# To do
Sort through the listing below and keep each line with the word "white". Copy those.

------------------------------------------------

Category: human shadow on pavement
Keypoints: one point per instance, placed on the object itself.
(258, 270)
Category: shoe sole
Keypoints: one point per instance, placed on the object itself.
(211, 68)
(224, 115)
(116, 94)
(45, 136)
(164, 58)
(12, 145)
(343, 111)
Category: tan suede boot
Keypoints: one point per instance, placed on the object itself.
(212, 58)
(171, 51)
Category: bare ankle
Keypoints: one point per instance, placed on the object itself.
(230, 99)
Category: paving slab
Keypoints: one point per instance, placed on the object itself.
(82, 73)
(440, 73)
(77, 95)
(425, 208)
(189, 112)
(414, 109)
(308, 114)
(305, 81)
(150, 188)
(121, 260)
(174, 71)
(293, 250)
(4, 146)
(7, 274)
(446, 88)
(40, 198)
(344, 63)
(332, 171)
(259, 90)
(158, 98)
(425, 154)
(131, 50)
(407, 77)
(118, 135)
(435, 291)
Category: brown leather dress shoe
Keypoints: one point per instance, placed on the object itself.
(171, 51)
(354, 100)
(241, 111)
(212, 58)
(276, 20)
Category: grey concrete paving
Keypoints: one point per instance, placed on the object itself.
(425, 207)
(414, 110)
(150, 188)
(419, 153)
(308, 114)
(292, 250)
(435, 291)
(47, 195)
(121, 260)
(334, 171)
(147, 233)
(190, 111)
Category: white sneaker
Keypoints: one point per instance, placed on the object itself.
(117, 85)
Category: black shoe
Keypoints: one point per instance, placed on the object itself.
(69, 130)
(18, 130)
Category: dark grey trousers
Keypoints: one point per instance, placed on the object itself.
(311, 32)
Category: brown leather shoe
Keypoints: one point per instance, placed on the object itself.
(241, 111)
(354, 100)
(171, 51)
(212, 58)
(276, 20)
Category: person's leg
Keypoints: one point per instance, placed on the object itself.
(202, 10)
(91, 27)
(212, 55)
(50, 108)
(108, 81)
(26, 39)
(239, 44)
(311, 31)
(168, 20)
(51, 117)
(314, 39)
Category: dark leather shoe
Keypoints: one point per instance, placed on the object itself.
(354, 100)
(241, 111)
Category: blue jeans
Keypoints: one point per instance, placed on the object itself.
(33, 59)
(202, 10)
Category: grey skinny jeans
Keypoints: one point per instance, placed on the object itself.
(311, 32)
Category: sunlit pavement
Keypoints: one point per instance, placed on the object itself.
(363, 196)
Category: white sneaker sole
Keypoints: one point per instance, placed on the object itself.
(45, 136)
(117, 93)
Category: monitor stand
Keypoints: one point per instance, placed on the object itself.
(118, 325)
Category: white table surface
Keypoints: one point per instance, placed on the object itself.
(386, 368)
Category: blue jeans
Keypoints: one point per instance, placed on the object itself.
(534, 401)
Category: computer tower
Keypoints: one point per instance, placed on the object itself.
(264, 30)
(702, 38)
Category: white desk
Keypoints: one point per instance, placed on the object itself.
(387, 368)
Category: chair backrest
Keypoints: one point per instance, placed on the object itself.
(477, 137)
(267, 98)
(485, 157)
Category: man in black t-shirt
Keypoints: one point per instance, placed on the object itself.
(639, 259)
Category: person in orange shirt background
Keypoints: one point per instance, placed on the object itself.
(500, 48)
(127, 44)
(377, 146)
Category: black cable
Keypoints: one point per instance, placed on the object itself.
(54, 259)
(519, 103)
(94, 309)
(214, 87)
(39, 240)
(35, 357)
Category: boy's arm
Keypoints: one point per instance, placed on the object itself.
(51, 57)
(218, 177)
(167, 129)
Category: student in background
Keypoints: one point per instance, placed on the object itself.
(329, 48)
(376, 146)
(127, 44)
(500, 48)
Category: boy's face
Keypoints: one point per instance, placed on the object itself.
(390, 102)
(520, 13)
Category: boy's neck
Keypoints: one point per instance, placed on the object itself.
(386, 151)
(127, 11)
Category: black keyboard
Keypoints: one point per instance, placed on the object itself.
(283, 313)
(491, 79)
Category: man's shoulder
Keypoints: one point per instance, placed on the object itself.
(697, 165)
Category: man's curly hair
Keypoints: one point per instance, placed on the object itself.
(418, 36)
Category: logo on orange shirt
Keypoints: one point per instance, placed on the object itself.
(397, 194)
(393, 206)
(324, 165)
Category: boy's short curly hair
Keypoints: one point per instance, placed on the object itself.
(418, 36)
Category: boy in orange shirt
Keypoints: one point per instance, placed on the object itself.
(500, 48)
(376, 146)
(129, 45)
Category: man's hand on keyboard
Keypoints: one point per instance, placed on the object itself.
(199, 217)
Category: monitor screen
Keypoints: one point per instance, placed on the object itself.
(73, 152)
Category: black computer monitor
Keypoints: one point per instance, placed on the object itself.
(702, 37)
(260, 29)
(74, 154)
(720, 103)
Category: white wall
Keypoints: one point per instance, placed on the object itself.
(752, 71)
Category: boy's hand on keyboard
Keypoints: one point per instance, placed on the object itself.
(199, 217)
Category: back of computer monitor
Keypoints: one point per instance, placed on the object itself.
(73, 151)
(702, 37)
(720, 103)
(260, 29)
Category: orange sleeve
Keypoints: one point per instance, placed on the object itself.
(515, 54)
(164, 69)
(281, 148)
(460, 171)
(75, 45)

------------------------------------------------

# Response to this task
Category: white sneaker
Category: white sneaker sole
Category: white table surface
Category: white desk
Category: white wall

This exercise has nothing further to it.